* [What this task involves]: Your response should consist of the records, reproduced exactly.

BEGIN Information supplied

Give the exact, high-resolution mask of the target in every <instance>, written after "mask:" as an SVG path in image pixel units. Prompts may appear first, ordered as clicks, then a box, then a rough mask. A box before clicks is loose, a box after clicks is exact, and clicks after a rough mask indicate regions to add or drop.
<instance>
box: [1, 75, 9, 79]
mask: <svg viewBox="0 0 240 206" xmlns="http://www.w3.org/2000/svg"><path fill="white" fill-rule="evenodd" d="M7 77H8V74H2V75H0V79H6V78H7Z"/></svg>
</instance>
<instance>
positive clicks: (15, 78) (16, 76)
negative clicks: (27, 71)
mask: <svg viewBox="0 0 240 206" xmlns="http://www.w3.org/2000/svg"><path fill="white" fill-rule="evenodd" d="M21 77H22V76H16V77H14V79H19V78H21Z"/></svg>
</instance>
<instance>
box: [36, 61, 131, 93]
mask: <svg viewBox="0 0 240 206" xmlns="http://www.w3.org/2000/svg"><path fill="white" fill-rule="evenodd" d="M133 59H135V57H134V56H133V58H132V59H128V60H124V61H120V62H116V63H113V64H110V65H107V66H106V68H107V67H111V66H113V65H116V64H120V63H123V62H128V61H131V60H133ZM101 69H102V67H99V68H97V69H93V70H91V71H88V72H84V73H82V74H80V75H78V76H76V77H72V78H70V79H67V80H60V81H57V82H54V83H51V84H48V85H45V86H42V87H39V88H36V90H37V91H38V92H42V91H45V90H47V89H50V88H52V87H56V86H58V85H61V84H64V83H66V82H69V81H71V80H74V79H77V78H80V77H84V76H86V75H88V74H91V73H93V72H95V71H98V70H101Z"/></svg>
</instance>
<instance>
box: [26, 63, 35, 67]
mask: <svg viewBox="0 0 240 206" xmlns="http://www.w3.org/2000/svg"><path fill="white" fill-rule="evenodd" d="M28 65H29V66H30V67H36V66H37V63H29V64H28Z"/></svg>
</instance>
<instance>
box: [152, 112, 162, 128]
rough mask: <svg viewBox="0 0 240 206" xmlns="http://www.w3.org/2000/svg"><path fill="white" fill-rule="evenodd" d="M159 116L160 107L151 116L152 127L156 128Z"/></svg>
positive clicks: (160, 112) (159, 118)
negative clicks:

END Information supplied

* [Problem solution]:
Give the exact, high-resolution mask of the target in every <instance>, written after "mask:" as an SVG path in image pixel units. Prompts may appear first, ordered as clicks, then a box, then a rough mask. A box before clicks is loose, a box after clicks is exact, and clicks after a rough mask indicate regions to add or drop.
<instance>
box: [1, 75, 9, 79]
mask: <svg viewBox="0 0 240 206" xmlns="http://www.w3.org/2000/svg"><path fill="white" fill-rule="evenodd" d="M7 77H8V74H2V75H0V79H6V78H7Z"/></svg>
</instance>
<instance>
positive clicks: (15, 78) (16, 76)
negative clicks: (27, 71)
mask: <svg viewBox="0 0 240 206" xmlns="http://www.w3.org/2000/svg"><path fill="white" fill-rule="evenodd" d="M21 77H22V76H16V77H14V79H19V78H21Z"/></svg>
</instance>
<instance>
box: [36, 61, 131, 93]
mask: <svg viewBox="0 0 240 206" xmlns="http://www.w3.org/2000/svg"><path fill="white" fill-rule="evenodd" d="M133 59H135V57H134V56H133V58H132V59H128V60H124V61H120V62H116V63H113V64H110V65H107V66H106V68H107V67H111V66H113V65H116V64H120V63H123V62H128V61H131V60H133ZM101 69H102V67H99V68H97V69H93V70H91V71H88V72H84V73H82V74H80V75H78V76H76V77H72V78H70V79H67V80H60V81H57V82H54V83H51V84H48V85H45V86H42V87H39V88H36V90H37V91H38V92H42V91H45V90H47V89H50V88H52V87H56V86H58V85H61V84H64V83H66V82H69V81H71V80H74V79H77V78H80V77H84V76H86V75H88V74H91V73H93V72H95V71H98V70H101Z"/></svg>
</instance>
<instance>
box: [26, 63, 35, 67]
mask: <svg viewBox="0 0 240 206" xmlns="http://www.w3.org/2000/svg"><path fill="white" fill-rule="evenodd" d="M28 65H29V66H30V67H36V66H37V63H29V64H28Z"/></svg>
</instance>
<instance>
box: [152, 112, 162, 128]
rough mask: <svg viewBox="0 0 240 206" xmlns="http://www.w3.org/2000/svg"><path fill="white" fill-rule="evenodd" d="M159 116L160 107L151 116L152 127L156 128Z"/></svg>
positive clicks: (160, 112) (159, 118)
negative clicks:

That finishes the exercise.